==== SELECTED EXTRACT ====
= Automated code review =

Code reviewing software

Automated code review refers to the use of software tools and techniques to assist or fully automate the process of reviewing source code for defects, style issues, security vulnerabilities, and maintainability concerns. Such tools are widely used in modern software engineering, particularly within continuous integration (CI) and continuous delivery (CD) pipelines.

==Overview==
The use of analytical methods to inspect and review source code to detect bugs or security issues has been a standard development practice in both open source and commercial software domains. This process can be accomplished both manually and in an automated fashion. With automation, software tools provide assistance with the code review and inspection process. The review program or tool typically displays a list of warnings (violations of programming standards). A review program can also provide an automated or a programmer-assisted way to correct the issues found. This is a component for mastering easily software. This is contributing to the Software Intelligence practice. This process is usually called "linting" since one of the first tools for static code analysis was called Lint.

Some static code analysis tools can be used to help with automated code review. They do not compare favorably to manual reviews, however they can be done faster and more efficiently. These tools also encapsulate deep knowledge of underlying rules and semantics required to perform this type analysis such that it does not require the human code reviewer to have the same level of expertise as an expert human auditor. Many Integrated Development Environments also provide basic automated code review functionality. For example, the Eclipse and Microsoft Visual Studio IDEs support a variety of plugins that facilitate code review.

Next to static code analysis tools, there are also tools that analyze and visualize software structures and help humans to better understand these. Such systems are geared more to analysis because they typically do not contain a predefined set of rules to check software against. Some of these tools (e.g. Imagix 4D, Resharper, SonarJ, Sotoarc, Structure101, ACTool) allow one to define target architectures and enforce that target architecture constraints are not violated by the actual software implementation.

Recent research has also explored the use of large language models (LLMs) as components in automated code review workflows. General-purpose code models trained on open-source code have been evaluated in a "zero-shot" setting, where the model is asked to propose fixes for security vulnerabilities directly from source code and associated diagnostics. These studies report that LLMs can repair some simple or synthetic vulnerabilities, but that their performance degrades on complex, real-world bugs, with generated patches often being incomplete or functionally incorrect. As a result, current work treats LLMs as potential assistants that can suggest candidate patches to be validated by traditional analysis tools and human reviewers, rather than as reliable standalone code review systems.

== Applications ==
Automated code review is used in:

- large-scale open-source projects hosted on platforms such as GitHub, where continuous integration services automatically run builds and test suites on change sets;
- safety-critical industries, such as automotive and aerospace, where static analysis and related automated checks are used to support compliance with functional safety standards and reduce the risk of software defects in deployed systems;
- security-focused development workflows, where static application security testing (SAST) tools and related analyzers are integrated into CI/CD pipelines to automatically scan source code for vulnerabilities.
==== EXCERPTED DATA ====
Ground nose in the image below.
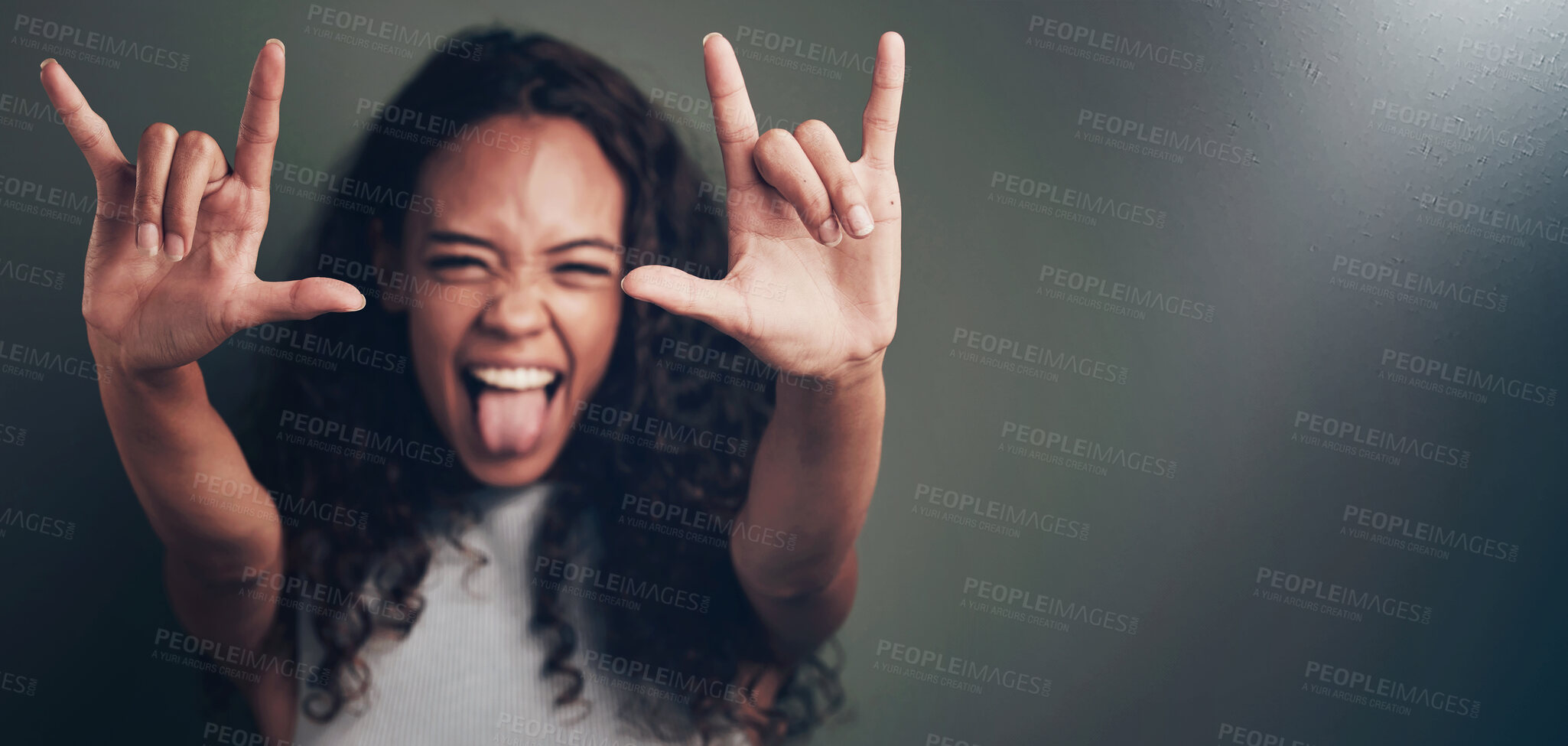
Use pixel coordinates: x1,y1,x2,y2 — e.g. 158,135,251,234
====
==== EXCERPTED DATA ====
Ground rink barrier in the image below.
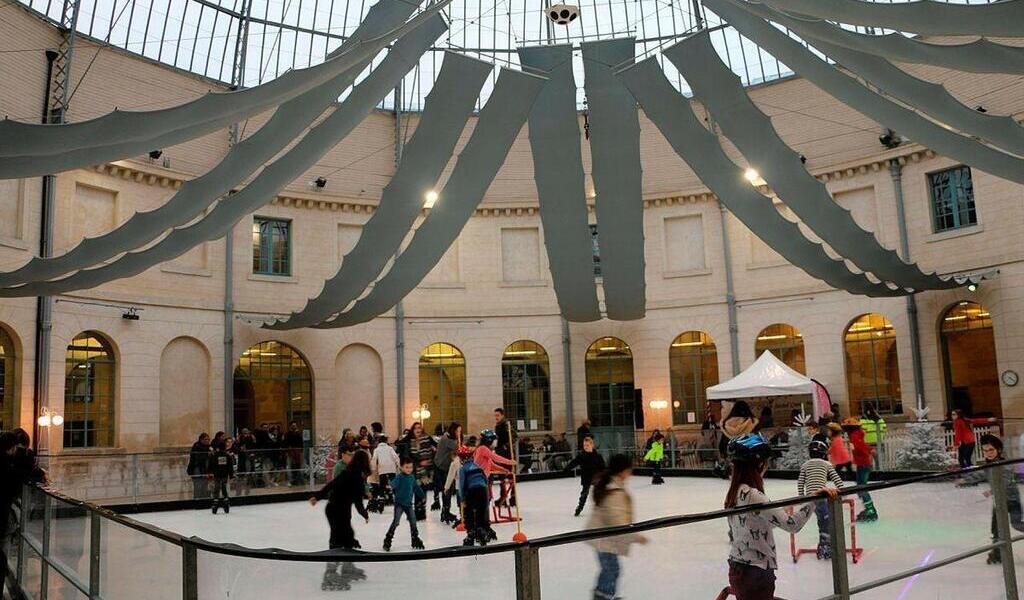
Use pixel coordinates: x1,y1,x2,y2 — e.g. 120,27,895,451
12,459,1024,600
====
§ **EXERCISE 1**
Transcribe the part of the article on automated code review starting with "Recent research has" and going on through "code review systems.".
§ **EXERCISE 2**
Using the article on automated code review, decide whether each statement agrees with it. Answer yes or no for each, quoting the deciding words.
(a) Static code analysis tools compare favorably to manual reviews.
(b) The term "linting" comes from an early static code analysis tool named Lint.
(c) The Eclipse and Microsoft Visual Studio IDEs support plugins that facilitate code review.
§ **EXERCISE 3**
Summarize the article on automated code review in three sentences.

§ **EXERCISE OUTPUT 1**
Recent research has also explored the use of large language models (LLMs) as components in automated code review workflows. General-purpose code models trained on open-source code have been evaluated in a "zero-shot" setting, where the model is asked to propose fixes for security vulnerabilities directly from source code and associated diagnostics. These studies report that LLMs can repair some simple or synthetic vulnerabilities, but that their performance degrades on complex, real-world bugs, with generated patches often being incomplete or functionally incorrect. As a result, current work treats LLMs as potential assistants that can suggest candidate patches to be validated by traditional analysis tools and human reviewers, rather than as reliable standalone code review systems.

§ **EXERCISE OUTPUT 2**
(a) No: "They do not compare favorably to manual reviews, however they can be done faster and more efficiently."
(b) Yes: "This process is usually called "linting" since one of the first tools for static code analysis was called Lint."
(c) Yes: "the Eclipse and Microsoft Visual Studio IDEs support a variety of plugins that facilitate code review."

§ **EXERCISE OUTPUT 3**
Automated code review uses software tools to assist or fully automate the review of source code for defects, style issues, security vulnerabilities, and maintainability concerns, and these tools are widely used in continuous integration and continuous delivery pipelines. The work relies on static code analysis tools and on tools that analyze and visualize software structures. Recent research treats large language models as possible assistants whose suggested patches are validated by traditional tools and human reviewers, not as reliable standalone systems, and automated review is applied in large open-source projects, safety-critical industries, and security-focused development workflows.